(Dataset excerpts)

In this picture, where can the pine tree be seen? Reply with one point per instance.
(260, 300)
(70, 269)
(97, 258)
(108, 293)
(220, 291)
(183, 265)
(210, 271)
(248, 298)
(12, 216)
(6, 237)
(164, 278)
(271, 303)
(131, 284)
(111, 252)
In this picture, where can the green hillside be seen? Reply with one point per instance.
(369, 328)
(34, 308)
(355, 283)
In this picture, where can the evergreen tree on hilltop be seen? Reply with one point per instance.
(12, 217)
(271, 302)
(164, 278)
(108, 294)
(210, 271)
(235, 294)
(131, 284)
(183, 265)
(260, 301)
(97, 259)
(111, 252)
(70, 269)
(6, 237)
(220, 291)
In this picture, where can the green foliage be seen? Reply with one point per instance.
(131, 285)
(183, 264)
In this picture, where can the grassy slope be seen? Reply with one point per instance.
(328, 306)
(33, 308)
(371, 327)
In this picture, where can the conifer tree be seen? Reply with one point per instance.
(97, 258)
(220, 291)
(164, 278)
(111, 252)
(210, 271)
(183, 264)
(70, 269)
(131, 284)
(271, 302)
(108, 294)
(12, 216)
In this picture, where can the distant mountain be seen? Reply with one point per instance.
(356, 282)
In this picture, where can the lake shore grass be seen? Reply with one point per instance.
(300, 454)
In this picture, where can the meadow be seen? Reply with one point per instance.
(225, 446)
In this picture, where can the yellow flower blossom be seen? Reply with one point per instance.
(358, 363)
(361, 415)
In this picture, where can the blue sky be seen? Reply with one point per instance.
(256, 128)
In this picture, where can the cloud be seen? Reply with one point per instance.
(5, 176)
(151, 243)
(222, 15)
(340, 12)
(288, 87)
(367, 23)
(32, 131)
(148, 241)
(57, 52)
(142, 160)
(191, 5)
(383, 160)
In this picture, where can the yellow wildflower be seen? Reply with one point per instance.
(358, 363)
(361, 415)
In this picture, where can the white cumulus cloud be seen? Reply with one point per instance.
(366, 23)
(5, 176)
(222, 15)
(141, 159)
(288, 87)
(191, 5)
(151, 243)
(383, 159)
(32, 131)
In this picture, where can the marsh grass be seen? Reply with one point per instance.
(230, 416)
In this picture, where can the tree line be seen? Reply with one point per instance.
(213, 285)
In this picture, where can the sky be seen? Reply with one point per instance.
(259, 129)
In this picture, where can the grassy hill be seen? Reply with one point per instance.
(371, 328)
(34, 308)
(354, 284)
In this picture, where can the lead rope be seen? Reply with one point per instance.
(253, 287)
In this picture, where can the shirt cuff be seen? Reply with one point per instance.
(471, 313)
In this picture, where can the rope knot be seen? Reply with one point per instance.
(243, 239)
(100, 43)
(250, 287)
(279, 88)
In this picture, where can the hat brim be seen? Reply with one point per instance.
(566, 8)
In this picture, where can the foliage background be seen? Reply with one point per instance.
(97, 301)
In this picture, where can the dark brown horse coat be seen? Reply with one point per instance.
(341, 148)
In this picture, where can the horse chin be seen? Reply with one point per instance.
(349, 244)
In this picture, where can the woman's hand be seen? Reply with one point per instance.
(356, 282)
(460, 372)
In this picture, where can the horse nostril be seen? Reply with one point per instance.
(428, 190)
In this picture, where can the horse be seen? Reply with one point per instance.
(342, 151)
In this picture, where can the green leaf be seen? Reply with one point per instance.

Your goal:
In full and without error, transcribe each of the entries.

Exercise solution:
In this picture, where can the pine tree be seen? Reply with one point per instance.
(260, 300)
(70, 269)
(97, 258)
(108, 293)
(220, 291)
(183, 265)
(210, 271)
(248, 298)
(12, 216)
(6, 237)
(164, 278)
(271, 303)
(131, 284)
(111, 252)
In this picture, where can the green hillside be seen? Reply with one point per instance.
(369, 328)
(34, 308)
(355, 283)
In this picture, where can the evergreen tree on hilltop be seen? Reply with one point per instance.
(12, 217)
(271, 302)
(164, 278)
(108, 294)
(210, 271)
(235, 294)
(131, 284)
(183, 265)
(260, 301)
(97, 259)
(111, 252)
(70, 269)
(6, 237)
(220, 291)
In this picture, where can the green foliage be seen? Reply with one point per instance.
(131, 285)
(183, 264)
In this picture, where can the grassy slope be seen? Reply with one point per instance.
(328, 306)
(33, 308)
(371, 327)
In this picture, where can the conifer tree be seen? Reply with one point per instance.
(97, 258)
(220, 291)
(164, 278)
(111, 252)
(210, 271)
(183, 264)
(70, 269)
(131, 284)
(271, 302)
(108, 294)
(12, 216)
In this picture, where can the distant mountain be seen? Reply with one point per instance.
(356, 282)
In this picture, where can the lake shore grass be seen? Reply with one point per instance.
(300, 454)
In this picture, where can the meadow be seen? Reply with one point per instance.
(225, 446)
In this picture, where can the yellow flower blossom be seen? Reply with one point per instance.
(358, 363)
(361, 415)
In this picture, where can the blue sky be seen? Reply with one point per instance.
(256, 128)
In this picture, where can the cloud be seen? Reply with one point per instance.
(5, 176)
(151, 243)
(222, 15)
(340, 12)
(288, 87)
(367, 23)
(32, 131)
(148, 241)
(57, 52)
(142, 160)
(191, 5)
(383, 160)
In this picture, where can the yellow wildflower be seen? Reply with one point per instance.
(358, 363)
(361, 415)
In this picture, where can the white cumulus cloud be seen? Reply with one point per instance.
(366, 23)
(5, 176)
(222, 15)
(141, 159)
(288, 87)
(191, 5)
(151, 243)
(383, 159)
(32, 131)
In this picture, where can the marsh grass be seen? Reply with one point per instance.
(230, 416)
In this picture, where can the tree line be seen? Reply with one point per instance.
(213, 285)
In this picture, where can the sky be seen? Reply with one point per instance.
(259, 129)
In this picture, where can the grassy hill be seen? Reply with one point per instance.
(371, 328)
(34, 308)
(354, 284)
In this picture, where can the lead rope be seen? Reply with one point per instance.
(253, 287)
In this picture, where can the shirt cuff be seen? Reply with one point per instance.
(471, 313)
In this picture, where can the rope knot be seen? Reply with one point per instance.
(243, 239)
(100, 43)
(250, 287)
(279, 88)
In this picture, where can the hat brim be seen? Reply with one point per instance.
(566, 8)
In this picture, where can the foliage background be seen? Reply with one point per instance.
(97, 301)
In this picture, where can the dark brown horse coat be seen? Reply with one point per instance.
(341, 148)
In this picture, where can the horse chin be seen? Reply with one point per instance.
(349, 244)
In this picture, where can the woman's hand be seen? Reply with one point per instance.
(356, 282)
(460, 372)
In this picture, where can the horse nostril be seen? Reply with one point per instance.
(428, 190)
In this picture, where can the horse be seen? Reply with one point per instance.
(342, 151)
In this picture, where can the green leaf be seen? Reply with one point per instance.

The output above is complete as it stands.